**Input data:**
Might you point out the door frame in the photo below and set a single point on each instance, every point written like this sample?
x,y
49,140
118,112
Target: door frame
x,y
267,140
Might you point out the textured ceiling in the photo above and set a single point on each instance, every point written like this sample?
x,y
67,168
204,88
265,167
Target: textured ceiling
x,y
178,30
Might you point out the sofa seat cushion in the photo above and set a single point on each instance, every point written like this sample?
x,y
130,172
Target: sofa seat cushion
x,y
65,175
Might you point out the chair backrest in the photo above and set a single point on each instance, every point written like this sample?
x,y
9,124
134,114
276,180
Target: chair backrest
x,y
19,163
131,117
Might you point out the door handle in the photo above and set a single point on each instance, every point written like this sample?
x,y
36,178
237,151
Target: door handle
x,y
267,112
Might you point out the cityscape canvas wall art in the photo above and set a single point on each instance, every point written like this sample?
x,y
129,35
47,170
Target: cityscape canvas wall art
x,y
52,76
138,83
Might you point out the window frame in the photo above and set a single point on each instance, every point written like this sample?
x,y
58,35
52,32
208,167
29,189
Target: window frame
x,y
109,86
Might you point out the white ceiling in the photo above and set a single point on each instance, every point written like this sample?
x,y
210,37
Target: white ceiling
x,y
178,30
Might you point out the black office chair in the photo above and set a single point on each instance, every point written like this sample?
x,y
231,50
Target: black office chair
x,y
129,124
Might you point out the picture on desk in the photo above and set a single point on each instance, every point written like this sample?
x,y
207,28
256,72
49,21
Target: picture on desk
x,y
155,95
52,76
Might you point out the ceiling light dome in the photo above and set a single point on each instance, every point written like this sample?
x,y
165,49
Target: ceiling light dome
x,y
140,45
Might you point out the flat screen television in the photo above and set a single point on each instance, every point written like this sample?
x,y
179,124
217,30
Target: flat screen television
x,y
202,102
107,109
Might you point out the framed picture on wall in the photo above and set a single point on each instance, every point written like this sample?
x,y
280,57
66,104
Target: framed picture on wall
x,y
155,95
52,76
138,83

**Problem statement:** Copy out the data word for word, beginning at the line containing "Might you point out the framed" and continuing through the final line of the data.

**Response to this task:**
Might you point out the framed picture on wall in the photo above and set a single point on each instance, every point written like this sample?
x,y
280,57
66,104
Target: framed picture on wall
x,y
155,95
52,76
138,83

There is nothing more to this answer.